---- Records for the exercise
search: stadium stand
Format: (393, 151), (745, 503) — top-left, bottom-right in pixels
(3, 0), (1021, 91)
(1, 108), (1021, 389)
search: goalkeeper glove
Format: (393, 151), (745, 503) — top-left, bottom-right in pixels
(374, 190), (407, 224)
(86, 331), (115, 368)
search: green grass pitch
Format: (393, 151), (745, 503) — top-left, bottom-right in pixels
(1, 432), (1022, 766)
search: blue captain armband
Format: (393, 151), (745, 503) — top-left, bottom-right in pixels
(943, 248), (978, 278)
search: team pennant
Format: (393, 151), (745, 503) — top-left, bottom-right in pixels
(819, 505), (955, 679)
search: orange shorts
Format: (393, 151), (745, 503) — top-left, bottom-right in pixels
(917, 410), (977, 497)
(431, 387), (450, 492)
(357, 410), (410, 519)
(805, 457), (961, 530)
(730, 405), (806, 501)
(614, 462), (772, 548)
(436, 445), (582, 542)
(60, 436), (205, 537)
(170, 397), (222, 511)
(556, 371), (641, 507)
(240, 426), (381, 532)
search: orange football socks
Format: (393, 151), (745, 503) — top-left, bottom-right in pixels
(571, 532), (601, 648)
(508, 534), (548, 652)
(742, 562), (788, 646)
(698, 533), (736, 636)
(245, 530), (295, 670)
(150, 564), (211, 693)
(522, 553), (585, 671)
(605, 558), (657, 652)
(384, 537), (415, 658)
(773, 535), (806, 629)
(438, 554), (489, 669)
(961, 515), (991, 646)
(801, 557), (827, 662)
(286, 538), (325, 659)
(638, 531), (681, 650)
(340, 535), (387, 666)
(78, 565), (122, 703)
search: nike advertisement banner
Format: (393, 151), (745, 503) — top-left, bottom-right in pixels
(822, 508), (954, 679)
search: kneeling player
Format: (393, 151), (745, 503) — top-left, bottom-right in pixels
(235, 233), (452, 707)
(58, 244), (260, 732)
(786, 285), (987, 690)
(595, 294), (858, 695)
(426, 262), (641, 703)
--------
Instructions to follow:
Across all the records, find the lines containing the word "orange" and reproduce each one.

Exercise response:
search: orange shorts
search: orange football socks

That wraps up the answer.